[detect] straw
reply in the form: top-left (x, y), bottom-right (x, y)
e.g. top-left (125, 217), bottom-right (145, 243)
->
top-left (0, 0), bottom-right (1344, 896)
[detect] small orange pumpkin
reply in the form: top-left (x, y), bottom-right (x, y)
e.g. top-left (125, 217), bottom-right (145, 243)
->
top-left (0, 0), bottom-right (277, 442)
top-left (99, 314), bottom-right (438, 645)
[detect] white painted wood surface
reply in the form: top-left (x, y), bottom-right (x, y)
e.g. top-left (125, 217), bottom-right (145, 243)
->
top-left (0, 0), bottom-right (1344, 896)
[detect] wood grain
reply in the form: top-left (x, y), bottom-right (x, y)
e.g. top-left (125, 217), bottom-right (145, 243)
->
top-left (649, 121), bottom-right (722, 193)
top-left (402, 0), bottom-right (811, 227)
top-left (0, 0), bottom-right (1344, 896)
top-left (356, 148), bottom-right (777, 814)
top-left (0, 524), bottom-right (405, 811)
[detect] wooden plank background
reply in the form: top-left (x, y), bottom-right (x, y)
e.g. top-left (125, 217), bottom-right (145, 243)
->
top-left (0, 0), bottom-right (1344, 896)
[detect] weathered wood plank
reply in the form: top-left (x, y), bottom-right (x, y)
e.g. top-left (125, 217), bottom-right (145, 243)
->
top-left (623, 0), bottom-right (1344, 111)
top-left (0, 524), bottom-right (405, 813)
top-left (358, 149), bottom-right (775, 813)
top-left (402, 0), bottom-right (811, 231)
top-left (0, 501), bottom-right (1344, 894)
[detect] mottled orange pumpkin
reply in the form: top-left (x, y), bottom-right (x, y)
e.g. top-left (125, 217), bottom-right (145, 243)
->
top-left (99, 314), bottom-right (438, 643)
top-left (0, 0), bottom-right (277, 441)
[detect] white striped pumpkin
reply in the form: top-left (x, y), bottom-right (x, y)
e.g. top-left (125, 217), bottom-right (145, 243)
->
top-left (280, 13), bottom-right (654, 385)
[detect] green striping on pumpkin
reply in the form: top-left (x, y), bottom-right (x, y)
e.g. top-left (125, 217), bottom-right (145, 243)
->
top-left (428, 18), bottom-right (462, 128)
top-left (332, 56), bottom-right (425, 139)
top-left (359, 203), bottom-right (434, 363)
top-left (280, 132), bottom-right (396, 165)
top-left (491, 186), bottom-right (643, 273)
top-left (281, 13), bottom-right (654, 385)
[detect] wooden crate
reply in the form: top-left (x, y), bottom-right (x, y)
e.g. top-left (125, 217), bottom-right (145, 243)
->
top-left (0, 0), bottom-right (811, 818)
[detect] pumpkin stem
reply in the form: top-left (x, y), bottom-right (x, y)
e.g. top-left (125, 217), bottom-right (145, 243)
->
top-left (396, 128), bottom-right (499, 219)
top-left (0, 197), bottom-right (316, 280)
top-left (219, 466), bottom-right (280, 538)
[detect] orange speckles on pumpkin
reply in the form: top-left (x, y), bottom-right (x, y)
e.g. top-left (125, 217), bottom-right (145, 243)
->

********************

YOUR INSTRUCTIONS
Copy the stretch of records from the line containing "[detect] wooden plank background" through the line containing "top-left (0, 501), bottom-right (1344, 894)", both ends included, and raise every coordinate in the answers by 76 while keeping the request lines unchanged.

ANSWER FOR THIS EXERCISE
[detect] wooden plank background
reply in the form: top-left (x, y), bottom-right (x, y)
e.g. top-left (125, 217), bottom-right (145, 243)
->
top-left (76, 76), bottom-right (1420, 972)
[detect] weathered wood plank
reply in the form: top-left (x, y), bottom-right (x, y)
e.g. top-left (125, 217), bottom-right (145, 243)
->
top-left (699, 76), bottom-right (1420, 187)
top-left (76, 600), bottom-right (481, 889)
top-left (434, 225), bottom-right (851, 889)
top-left (478, 76), bottom-right (887, 307)
top-left (76, 577), bottom-right (1420, 970)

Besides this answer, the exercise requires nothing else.